● 本文抜粋:
^^^^

2025.09.30 17:00:38 Tuesday

現代のトイレは、水によって排泄物を流すという仕組みが一般的です。

しかし、カナダ・ブリティッシュコロンビア大学(UBC)が開発したのは、その常識を根底からひっくり返すトイレでした。

その名も「MycoToilet(マイコトイレット)」

これは世界初となる「キノコで動く水なしトイレ」です。

MycoToiletは、自然の中での仮説トイレとして活躍することが期待されています。

では、一体どのような仕組みで動くのでしょうか?

UBC launches world’s first mushroom-powered waterless toilet https://news.ubc.ca/2025/09/ubc-launches-worlds-first-mushroom-powered-waterless-toilet/ World’s first mushroom-powered toilet could replace stinky porta-potties https://www.popsci.com/environment/first-mushroom-powered-toilet/

キノコパワーで、排泄物を「森の資源」に

MycoToiletの最大の特徴は「菌糸体」と呼ばれるキノコの根のネットワークを利用して、人間の排泄物を栄養豊富な堆肥へと分解する点にあります。

^^^^

● 課題内容:
次の(a)〜(c)が本文抜粋の内容と一致するかを、それぞれ「はい」か「いいえ」で答え、判断の根拠となる本文の語句をそのまま引用してください。
(a) MycoToiletはカナダのブリティッシュコロンビア大学が開発した。
(b) MycoToiletは少量の水を使って排泄物を流す。
(c) MycoToiletは菌糸体を利用して排泄物を堆肥に分解する。
後に続く行は、本文抜粋の内容とは関係がありません。

^^^^

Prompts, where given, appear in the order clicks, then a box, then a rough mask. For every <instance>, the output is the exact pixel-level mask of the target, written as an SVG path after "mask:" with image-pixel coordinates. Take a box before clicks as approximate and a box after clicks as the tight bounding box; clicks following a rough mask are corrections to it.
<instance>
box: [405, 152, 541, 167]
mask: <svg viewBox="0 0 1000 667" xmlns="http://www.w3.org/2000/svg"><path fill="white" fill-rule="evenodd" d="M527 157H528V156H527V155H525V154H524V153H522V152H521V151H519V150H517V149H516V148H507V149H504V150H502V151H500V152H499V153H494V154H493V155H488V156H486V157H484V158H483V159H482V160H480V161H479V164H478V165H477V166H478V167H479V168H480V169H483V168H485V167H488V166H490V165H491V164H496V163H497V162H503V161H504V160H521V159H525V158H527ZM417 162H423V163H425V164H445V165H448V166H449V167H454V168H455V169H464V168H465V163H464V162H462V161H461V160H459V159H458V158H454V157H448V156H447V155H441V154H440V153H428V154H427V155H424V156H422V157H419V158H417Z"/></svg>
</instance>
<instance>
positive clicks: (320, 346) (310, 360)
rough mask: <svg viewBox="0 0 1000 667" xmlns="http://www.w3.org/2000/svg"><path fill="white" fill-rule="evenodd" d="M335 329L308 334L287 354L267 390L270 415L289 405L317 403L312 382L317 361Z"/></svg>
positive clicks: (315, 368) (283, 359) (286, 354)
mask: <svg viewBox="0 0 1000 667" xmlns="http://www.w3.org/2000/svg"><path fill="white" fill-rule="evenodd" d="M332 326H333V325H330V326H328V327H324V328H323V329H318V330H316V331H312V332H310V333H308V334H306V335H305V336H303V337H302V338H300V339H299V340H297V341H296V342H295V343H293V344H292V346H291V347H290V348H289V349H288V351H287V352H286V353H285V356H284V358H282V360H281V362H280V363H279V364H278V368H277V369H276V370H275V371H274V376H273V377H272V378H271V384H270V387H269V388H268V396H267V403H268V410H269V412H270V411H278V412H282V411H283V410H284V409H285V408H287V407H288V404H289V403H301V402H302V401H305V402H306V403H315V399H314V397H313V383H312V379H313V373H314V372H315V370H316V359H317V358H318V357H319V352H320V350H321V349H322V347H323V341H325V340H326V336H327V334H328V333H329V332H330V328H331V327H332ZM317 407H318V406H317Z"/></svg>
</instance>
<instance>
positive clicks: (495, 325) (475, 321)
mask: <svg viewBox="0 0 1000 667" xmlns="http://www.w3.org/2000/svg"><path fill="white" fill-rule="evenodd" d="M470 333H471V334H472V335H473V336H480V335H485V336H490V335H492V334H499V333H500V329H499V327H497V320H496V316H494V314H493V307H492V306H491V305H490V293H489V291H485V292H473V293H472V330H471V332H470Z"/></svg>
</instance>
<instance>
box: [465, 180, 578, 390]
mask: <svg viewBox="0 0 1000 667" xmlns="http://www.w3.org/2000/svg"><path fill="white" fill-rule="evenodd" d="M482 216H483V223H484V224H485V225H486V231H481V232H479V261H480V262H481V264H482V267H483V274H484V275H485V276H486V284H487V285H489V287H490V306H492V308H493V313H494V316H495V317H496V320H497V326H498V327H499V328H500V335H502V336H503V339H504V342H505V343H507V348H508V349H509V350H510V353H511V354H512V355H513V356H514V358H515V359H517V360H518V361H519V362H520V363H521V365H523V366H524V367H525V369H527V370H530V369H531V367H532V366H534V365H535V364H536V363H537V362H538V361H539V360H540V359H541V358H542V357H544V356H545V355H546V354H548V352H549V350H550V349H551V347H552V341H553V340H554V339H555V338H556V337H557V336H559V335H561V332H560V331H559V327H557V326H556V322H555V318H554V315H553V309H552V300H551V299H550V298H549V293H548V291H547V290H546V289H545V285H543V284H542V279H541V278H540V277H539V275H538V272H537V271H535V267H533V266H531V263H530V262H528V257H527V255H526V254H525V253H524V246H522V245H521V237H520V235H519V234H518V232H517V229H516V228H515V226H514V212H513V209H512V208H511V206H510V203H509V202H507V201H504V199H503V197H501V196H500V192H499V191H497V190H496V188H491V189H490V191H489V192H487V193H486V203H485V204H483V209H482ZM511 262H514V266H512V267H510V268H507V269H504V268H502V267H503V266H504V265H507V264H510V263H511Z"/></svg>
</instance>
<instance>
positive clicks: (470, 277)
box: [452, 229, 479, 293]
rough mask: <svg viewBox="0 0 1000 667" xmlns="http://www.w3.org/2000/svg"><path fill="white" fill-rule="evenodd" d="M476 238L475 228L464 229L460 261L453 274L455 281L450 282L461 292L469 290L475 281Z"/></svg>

^^^^

● 解答:
(a) はい:「カナダ・ブリティッシュコロンビア大学(UBC)が開発した」
(b) いいえ:「キノコで動く水なしトイレ」
(c) はい:「「菌糸体」と呼ばれるキノコの根のネットワークを利用して、人間の排泄物を栄養豊富な堆肥へと分解する」